Tasks to complete>
- A) Please extract everything from "But opponents warn" down to "for climate resilience." in the passage on the GM crop debate in Negros.
- B) Render this sentence from the passage on the GM crop debate in Negros into Spanish: "Negros’ identity, he said, was built deliberately through systems rooted in community, sustainability, and shared stewardship."
- C) Carry on the passage on the GM crop debate in Negros, starting after its final sentence.

But opponents warn that the door does not open halfway. If GMO feed enters now, what prevents patented seeds from eventually replacing native rice varieties that have survived colonization, climate shifts, and centuries of local selection?

Ramon “Chin-Chin” Uy Jr., Slow Food Councilor for Southeast Asia and founder of Fresh Start Organics, articulated the tension plainly. Negros’ identity, he said, was built deliberately through systems rooted in community, sustainability, and shared stewardship. Allowing GM crops risks weakening the province’s hard-earned premium agricultural reputation, eroding farmer autonomy, and collapsing biodiversity critical for climate resilience.

In his words, “If we trade sovereignty for convenience, we lose more than crops — we lose who we are.”

At Cantina de Tita A in Cavite City, Agnes Poblete and Ice Ramos prepare demi en cavité-style bacalao — honoring tradition while making it Filipino with dried labahita in place of cod.

The Argument for Innovation

But the government does not move on sentiment alone.

Data entries>
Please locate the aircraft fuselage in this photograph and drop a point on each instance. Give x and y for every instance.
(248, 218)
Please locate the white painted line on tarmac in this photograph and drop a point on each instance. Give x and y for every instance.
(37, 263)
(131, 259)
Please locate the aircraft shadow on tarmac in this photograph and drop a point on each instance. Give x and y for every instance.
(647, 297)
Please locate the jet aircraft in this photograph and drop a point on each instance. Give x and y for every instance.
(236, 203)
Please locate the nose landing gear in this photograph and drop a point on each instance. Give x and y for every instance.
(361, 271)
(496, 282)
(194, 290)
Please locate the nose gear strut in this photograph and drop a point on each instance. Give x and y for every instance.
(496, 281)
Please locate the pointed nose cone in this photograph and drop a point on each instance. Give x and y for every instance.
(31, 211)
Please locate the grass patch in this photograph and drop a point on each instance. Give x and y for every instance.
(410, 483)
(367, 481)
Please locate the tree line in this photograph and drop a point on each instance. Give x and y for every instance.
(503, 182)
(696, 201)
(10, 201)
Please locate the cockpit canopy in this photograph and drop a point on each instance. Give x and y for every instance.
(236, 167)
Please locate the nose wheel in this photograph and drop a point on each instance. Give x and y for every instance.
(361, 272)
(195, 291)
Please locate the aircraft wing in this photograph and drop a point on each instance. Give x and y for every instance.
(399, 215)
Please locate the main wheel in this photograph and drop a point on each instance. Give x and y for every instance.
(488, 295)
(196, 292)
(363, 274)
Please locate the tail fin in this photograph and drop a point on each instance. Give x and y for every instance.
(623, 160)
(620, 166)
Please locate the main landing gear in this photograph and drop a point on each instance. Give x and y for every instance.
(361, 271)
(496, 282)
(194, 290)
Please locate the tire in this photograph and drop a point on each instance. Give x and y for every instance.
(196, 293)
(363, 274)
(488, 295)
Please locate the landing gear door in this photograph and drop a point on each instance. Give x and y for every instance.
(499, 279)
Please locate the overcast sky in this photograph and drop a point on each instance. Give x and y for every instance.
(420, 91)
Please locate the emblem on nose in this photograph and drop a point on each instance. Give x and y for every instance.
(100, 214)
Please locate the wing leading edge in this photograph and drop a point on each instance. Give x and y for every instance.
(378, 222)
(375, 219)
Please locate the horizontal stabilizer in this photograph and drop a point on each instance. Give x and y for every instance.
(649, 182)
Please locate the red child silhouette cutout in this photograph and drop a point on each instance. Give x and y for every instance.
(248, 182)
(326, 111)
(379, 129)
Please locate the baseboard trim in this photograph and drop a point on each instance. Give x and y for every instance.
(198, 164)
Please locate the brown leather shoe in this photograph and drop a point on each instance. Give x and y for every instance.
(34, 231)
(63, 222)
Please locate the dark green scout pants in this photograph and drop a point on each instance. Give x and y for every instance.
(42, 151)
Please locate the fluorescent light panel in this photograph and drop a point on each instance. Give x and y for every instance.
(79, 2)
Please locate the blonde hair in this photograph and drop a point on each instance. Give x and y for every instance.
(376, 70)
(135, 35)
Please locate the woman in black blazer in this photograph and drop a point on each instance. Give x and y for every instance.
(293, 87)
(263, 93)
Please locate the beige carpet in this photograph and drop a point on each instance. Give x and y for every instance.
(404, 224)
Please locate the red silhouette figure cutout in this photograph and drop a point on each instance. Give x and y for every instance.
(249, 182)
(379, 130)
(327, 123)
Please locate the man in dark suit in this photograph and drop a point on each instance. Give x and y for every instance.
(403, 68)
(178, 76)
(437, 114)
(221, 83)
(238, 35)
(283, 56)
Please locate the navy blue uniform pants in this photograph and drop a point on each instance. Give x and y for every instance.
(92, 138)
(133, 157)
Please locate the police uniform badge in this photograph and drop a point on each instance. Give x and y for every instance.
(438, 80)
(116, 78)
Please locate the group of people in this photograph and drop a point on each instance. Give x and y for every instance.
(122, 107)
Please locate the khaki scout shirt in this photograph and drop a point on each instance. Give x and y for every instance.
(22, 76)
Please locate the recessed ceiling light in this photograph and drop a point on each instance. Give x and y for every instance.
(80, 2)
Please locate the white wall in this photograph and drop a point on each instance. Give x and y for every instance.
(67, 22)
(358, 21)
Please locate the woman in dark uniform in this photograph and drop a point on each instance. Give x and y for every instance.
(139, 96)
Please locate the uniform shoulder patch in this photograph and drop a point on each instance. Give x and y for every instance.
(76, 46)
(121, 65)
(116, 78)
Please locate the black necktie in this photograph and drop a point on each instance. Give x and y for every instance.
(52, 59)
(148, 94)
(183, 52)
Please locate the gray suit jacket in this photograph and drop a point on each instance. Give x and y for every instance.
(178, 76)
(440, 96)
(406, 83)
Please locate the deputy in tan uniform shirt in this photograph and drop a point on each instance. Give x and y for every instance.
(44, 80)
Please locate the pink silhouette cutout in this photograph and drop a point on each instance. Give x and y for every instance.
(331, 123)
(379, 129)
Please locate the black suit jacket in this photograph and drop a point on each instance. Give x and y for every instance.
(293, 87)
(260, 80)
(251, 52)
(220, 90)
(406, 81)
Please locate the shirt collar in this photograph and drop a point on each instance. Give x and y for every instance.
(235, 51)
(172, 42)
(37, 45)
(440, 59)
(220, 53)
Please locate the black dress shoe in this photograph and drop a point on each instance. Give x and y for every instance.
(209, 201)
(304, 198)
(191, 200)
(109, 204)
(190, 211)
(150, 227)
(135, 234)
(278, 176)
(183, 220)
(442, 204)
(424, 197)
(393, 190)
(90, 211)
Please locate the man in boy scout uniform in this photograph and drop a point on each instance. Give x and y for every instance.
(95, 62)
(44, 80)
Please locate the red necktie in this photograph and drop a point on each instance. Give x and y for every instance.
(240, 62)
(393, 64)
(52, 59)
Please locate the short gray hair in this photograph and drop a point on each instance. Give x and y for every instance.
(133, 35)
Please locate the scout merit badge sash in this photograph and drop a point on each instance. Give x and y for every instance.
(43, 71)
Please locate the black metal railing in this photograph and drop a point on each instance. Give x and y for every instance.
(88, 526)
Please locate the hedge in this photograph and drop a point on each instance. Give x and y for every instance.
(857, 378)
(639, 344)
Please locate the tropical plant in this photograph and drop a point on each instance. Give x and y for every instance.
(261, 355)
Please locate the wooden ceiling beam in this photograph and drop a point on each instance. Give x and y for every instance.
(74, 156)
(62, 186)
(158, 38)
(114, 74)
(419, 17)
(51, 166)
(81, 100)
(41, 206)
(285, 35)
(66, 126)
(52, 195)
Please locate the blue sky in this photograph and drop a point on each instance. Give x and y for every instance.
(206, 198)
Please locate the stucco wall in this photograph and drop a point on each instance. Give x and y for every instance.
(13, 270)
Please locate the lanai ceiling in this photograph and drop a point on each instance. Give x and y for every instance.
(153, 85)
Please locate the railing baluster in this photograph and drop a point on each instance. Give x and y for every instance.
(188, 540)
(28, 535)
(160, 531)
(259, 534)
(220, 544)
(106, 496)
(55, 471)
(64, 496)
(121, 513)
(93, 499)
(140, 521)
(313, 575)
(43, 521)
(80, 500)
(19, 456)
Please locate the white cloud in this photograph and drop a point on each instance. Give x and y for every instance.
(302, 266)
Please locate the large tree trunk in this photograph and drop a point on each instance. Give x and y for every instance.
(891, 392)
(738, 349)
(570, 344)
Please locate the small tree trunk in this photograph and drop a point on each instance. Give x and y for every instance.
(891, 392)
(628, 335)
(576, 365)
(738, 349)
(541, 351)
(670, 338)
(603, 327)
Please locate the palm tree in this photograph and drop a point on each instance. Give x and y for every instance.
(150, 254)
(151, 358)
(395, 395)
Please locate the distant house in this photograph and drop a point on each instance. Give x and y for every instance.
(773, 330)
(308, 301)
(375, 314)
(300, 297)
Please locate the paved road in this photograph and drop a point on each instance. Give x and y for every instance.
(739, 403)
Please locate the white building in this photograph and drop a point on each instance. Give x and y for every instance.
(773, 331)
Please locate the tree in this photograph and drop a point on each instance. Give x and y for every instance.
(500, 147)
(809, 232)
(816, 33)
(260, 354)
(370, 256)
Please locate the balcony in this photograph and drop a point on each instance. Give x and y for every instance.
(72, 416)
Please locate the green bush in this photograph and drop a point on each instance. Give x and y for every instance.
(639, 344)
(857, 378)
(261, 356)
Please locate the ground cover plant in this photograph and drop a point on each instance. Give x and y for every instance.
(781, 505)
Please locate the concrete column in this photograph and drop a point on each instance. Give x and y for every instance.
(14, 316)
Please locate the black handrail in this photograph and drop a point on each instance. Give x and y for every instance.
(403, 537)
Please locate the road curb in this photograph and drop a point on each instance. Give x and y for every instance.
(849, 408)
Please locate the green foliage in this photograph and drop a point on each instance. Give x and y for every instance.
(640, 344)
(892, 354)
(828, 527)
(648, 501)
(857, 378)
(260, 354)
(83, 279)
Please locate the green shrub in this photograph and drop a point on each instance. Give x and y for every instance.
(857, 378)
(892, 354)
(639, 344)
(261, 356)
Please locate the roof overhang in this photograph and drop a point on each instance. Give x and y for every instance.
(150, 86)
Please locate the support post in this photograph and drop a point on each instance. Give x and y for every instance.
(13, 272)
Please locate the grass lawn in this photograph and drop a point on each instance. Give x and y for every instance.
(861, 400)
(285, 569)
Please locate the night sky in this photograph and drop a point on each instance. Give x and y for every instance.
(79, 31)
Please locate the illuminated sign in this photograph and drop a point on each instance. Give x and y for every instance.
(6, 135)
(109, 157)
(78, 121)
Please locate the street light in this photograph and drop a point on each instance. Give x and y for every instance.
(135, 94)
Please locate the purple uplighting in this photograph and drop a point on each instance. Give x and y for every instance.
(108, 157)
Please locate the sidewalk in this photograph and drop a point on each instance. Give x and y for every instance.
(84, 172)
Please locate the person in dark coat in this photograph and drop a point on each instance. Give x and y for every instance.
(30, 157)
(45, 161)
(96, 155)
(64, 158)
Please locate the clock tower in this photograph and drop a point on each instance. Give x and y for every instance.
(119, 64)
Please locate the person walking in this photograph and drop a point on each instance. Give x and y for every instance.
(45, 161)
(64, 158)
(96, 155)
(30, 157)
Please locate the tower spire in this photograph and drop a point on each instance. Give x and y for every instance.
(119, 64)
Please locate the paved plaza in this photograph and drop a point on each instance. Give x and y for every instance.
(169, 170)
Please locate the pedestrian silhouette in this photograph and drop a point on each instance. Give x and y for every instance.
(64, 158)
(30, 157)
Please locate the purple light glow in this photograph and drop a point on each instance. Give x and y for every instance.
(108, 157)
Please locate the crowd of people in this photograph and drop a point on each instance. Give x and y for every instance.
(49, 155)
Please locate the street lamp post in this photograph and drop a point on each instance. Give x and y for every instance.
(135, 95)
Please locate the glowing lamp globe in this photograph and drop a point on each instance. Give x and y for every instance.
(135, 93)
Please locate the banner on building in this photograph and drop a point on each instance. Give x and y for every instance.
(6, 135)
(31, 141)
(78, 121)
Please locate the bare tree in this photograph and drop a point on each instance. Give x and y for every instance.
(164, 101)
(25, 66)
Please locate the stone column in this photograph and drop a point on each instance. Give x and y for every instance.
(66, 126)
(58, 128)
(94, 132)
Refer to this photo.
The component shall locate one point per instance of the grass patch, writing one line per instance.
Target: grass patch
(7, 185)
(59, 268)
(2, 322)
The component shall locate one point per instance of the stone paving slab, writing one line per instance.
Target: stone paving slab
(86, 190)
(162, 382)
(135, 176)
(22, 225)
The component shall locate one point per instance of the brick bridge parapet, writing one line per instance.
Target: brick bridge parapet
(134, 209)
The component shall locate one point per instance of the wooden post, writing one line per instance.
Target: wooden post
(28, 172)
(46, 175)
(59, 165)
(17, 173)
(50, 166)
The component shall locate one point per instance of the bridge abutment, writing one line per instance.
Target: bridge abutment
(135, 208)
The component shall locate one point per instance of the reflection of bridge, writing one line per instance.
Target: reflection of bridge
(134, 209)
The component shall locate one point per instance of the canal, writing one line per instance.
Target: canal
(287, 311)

Answers for the exercise>
- A)
But opponents warn that the door does not open halfway. If GMO feed enters now, what prevents patented seeds from eventually replacing native rice varieties that have survived colonization, climate shifts, and centuries of local selection?

Ramon “Chin-Chin” Uy Jr., Slow Food Councilor for Southeast Asia and founder of Fresh Start Organics, articulated the tension plainly. Negros’ identity, he said, was built deliberately through systems rooted in community, sustainability, and shared stewardship. Allowing GM crops risks weakening the province’s hard-earned premium agricultural reputation, eroding farmer autonomy, and collapsing biodiversity critical for climate resilience.

- B) La identidad de Negros, dijo, se construyó de manera deliberada a través de sistemas arraigados en la comunidad, la sostenibilidad y la custodia compartida.

- C)
Representative Albee Benitez, whose district sits at the intersection of tourism, agriculture, and economic development, offered a different reading of the moment. Negros, he said, has the opportunity to lead not only in heritage but in innovation — to build a system capable of meeting rising demand, climate volatility, and global market pressure.

“Negros must lead not just in food heritage, but in food innovation,” he said. “We cannot fear the future — we must shape it.”

That exchange — not heated, but firm — revealed the true crossroads:
The debate is not science versus tradition. It is sovereignty versus dependence. Local autonomy versus global alignment. Resilience versus scale.

Seeds as Memory, System, and Law

In the seed hall, delegates did not see artifacts. They saw a living archive.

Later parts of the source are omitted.